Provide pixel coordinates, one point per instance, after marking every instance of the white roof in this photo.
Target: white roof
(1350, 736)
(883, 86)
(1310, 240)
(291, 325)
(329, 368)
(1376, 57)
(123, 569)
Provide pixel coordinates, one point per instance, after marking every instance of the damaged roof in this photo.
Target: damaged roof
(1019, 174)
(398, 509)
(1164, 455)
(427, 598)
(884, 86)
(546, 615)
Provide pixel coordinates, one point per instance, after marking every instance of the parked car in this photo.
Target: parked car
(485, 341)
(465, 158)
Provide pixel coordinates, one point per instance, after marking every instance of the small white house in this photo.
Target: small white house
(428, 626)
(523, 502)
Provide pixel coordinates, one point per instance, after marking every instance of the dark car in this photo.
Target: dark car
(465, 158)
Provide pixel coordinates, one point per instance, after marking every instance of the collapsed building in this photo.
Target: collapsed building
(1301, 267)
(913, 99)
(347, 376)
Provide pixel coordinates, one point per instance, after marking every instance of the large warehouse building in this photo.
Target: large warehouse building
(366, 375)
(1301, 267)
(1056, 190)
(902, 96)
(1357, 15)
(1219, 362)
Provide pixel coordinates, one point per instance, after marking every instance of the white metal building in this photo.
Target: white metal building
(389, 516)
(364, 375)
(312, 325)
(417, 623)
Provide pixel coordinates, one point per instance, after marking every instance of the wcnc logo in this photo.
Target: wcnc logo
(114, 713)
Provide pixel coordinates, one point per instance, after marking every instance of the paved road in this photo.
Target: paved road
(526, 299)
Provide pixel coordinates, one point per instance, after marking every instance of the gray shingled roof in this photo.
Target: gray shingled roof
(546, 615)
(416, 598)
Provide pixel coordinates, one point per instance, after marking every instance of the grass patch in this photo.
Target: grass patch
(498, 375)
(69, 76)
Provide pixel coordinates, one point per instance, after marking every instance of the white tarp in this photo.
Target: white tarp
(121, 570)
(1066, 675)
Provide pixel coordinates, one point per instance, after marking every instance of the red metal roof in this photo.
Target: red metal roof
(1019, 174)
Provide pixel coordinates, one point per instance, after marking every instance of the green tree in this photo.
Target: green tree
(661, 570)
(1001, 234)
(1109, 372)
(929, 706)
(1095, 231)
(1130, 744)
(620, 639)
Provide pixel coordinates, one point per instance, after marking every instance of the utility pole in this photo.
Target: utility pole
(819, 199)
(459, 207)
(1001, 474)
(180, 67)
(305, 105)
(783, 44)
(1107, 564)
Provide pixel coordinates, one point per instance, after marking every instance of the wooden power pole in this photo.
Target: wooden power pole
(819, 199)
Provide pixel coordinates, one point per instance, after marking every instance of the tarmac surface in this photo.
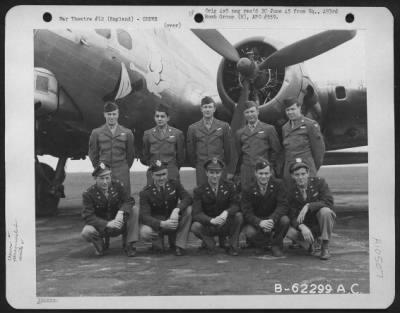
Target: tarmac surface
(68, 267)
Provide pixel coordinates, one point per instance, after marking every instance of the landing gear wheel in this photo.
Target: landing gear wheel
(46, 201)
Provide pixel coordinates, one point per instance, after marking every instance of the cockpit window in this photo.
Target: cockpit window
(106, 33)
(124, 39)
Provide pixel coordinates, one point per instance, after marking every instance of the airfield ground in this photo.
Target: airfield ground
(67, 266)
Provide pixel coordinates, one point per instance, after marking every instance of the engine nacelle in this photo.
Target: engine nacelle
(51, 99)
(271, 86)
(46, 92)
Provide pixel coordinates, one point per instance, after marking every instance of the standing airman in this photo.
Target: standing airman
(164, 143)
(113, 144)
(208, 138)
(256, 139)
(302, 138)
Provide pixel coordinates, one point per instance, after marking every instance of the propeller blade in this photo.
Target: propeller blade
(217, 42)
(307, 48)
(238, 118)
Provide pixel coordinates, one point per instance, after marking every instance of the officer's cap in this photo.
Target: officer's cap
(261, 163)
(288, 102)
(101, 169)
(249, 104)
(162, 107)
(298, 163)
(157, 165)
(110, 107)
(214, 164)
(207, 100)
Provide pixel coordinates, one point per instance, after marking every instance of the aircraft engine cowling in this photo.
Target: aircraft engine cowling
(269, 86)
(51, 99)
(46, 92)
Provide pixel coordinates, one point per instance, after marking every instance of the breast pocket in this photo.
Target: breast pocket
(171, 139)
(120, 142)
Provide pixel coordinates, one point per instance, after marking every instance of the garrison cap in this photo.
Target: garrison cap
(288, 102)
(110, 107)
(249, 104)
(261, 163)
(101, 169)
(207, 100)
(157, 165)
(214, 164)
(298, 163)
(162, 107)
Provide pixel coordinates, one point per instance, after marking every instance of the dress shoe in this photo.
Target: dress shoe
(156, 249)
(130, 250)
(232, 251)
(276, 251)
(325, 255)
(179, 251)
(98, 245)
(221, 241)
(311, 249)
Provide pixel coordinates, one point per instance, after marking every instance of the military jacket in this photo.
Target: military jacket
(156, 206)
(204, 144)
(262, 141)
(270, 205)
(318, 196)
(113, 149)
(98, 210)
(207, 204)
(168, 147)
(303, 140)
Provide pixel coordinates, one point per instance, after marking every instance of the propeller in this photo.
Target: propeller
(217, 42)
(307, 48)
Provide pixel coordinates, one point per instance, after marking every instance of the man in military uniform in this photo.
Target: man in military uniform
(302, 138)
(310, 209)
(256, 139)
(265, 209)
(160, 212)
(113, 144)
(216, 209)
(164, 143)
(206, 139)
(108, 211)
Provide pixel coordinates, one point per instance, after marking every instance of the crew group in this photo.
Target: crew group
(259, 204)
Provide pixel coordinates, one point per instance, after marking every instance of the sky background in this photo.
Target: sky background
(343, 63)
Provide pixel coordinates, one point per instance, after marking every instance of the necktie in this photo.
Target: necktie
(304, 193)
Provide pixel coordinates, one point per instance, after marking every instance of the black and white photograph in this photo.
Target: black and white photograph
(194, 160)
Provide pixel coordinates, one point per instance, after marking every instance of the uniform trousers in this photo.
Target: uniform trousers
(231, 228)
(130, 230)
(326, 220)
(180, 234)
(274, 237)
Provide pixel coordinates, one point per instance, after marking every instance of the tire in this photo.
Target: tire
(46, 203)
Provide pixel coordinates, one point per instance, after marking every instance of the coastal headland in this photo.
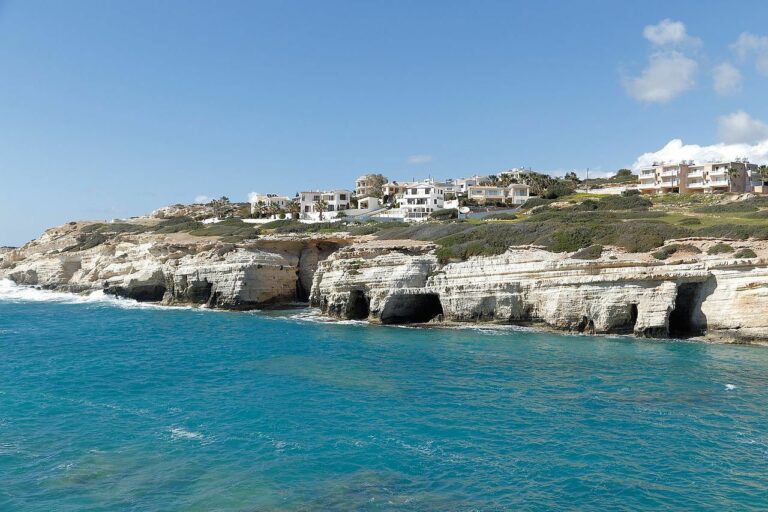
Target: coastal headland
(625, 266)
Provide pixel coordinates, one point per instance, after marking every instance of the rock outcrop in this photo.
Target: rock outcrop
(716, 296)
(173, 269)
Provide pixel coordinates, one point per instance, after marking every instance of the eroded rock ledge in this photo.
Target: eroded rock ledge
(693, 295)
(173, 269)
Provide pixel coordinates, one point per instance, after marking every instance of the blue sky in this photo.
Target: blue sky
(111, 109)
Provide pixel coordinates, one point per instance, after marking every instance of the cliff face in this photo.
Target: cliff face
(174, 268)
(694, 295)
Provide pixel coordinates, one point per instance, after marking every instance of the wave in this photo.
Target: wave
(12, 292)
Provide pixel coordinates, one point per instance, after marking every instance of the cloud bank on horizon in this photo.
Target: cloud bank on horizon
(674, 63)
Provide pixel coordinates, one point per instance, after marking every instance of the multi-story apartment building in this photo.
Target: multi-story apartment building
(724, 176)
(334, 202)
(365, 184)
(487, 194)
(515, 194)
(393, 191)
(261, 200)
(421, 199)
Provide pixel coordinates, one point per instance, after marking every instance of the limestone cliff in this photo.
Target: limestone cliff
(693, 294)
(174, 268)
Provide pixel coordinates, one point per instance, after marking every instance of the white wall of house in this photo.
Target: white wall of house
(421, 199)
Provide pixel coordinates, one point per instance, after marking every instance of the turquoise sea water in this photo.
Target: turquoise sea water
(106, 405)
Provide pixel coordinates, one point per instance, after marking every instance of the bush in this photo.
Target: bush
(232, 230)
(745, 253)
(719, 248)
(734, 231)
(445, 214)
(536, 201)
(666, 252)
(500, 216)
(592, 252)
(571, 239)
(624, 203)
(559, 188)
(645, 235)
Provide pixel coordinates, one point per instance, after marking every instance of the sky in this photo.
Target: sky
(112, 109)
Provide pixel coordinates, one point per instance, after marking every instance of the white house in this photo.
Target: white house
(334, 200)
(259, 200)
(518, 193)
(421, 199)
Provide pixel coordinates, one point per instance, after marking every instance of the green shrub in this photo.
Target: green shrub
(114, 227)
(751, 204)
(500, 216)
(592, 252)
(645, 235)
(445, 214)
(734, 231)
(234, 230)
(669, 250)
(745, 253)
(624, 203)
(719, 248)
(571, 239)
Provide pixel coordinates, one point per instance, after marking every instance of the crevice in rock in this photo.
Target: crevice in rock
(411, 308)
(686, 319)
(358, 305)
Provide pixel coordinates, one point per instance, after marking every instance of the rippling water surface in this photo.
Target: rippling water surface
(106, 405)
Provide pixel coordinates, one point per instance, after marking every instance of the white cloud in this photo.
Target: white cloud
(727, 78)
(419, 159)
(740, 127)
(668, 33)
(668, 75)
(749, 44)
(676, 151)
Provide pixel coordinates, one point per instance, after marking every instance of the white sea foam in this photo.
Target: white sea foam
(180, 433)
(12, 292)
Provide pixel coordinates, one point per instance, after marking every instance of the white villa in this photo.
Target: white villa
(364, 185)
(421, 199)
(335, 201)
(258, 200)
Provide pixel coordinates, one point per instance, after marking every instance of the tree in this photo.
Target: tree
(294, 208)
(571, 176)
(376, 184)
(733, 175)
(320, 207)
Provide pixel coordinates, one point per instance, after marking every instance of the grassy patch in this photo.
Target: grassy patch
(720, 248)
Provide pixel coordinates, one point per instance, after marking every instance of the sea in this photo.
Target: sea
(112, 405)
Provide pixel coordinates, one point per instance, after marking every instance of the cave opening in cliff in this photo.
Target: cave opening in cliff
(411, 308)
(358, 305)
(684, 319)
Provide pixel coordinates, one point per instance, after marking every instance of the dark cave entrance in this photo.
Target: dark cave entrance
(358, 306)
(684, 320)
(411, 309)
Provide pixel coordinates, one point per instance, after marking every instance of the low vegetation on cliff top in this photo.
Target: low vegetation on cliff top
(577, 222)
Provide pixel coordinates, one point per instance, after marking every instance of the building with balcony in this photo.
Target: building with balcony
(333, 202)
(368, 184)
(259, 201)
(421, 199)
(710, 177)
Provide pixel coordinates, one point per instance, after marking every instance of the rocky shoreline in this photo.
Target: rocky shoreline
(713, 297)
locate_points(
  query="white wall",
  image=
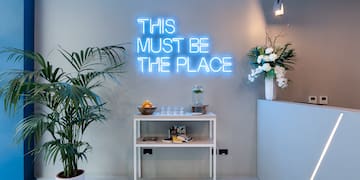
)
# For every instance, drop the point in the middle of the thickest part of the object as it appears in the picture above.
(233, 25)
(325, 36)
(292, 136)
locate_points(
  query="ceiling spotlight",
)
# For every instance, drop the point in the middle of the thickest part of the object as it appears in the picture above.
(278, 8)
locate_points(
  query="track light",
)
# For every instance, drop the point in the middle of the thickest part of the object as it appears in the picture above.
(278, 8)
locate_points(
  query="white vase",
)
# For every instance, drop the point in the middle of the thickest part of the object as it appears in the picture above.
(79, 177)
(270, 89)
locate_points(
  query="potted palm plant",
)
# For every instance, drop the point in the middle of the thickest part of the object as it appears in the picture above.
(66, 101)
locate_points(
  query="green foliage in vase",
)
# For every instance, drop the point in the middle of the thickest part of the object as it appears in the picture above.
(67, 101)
---
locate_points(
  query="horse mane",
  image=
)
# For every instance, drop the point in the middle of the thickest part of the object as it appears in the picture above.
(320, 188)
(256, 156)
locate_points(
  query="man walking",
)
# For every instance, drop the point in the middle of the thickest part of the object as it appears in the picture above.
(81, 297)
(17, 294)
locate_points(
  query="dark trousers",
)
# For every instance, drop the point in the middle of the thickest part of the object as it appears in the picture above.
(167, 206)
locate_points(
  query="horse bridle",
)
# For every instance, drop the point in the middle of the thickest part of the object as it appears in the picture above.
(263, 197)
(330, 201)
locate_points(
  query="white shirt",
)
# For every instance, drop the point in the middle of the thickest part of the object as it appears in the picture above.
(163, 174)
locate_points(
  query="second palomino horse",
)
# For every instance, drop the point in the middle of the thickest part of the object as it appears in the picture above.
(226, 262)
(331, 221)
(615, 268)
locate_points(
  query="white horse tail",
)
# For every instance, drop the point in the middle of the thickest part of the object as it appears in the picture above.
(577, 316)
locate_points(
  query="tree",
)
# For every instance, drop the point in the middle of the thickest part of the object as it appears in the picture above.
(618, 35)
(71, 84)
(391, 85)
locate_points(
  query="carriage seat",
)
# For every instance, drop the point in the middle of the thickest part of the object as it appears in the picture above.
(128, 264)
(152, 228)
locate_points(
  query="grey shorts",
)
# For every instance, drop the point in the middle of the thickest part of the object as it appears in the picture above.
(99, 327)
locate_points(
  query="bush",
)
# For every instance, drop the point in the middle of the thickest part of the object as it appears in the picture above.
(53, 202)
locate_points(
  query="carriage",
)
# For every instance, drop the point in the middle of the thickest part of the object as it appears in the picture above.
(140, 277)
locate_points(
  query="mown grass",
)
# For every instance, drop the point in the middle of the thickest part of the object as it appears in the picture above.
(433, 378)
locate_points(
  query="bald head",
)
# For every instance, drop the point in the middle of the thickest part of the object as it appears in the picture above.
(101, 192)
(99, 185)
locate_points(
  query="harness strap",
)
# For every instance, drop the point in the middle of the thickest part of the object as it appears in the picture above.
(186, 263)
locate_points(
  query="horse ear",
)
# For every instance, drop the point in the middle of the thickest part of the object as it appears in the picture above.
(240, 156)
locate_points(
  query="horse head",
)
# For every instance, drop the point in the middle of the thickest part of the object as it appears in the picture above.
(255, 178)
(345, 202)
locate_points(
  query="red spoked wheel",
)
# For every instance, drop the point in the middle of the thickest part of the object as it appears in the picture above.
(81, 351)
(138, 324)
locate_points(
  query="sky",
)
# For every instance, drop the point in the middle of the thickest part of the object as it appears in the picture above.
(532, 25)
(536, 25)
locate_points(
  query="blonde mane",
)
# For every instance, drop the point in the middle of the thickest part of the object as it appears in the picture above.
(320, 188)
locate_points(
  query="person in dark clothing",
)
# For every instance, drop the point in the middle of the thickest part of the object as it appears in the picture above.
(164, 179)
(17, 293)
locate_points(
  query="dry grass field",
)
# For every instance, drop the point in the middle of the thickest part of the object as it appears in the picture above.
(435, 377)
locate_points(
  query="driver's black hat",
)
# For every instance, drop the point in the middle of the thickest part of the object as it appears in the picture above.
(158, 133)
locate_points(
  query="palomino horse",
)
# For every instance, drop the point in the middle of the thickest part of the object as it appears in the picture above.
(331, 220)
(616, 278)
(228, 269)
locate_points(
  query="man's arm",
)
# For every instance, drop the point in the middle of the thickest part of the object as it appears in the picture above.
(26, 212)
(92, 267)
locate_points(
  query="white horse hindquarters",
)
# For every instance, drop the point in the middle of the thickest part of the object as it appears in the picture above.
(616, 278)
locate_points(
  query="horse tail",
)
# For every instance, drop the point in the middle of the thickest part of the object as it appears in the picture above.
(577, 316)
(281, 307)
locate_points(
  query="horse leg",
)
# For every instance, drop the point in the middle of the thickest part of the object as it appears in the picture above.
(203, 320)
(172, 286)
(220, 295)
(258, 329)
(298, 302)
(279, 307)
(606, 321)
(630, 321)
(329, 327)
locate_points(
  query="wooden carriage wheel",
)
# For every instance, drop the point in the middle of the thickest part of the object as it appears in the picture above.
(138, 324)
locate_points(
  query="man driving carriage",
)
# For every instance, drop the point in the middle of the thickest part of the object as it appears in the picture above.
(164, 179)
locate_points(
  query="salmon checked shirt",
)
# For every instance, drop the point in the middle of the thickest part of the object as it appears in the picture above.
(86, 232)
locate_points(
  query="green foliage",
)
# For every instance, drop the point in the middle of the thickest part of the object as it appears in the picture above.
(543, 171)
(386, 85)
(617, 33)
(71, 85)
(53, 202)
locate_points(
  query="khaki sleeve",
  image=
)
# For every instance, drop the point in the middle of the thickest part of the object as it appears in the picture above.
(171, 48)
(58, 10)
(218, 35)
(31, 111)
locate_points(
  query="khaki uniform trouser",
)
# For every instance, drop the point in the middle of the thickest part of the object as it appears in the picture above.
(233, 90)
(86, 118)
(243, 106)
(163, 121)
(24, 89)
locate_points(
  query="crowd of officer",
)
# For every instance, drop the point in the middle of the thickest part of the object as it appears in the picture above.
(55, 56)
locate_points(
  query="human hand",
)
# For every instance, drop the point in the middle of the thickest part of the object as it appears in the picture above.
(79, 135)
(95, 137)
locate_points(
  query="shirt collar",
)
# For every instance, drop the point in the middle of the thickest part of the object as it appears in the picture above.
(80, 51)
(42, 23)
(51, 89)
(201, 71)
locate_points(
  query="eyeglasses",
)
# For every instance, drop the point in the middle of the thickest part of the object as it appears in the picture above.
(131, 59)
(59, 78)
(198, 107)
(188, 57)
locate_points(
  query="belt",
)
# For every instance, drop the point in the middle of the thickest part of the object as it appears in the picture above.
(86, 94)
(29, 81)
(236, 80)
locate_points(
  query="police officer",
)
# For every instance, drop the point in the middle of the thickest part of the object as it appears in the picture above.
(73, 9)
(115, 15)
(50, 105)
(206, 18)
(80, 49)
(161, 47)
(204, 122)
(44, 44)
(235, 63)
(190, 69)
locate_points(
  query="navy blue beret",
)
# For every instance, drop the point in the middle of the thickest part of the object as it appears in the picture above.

## SHORT TASK
Count the lines in the rows above that contain the string "road". Give only the number.

## EXPECTED ANSWER
2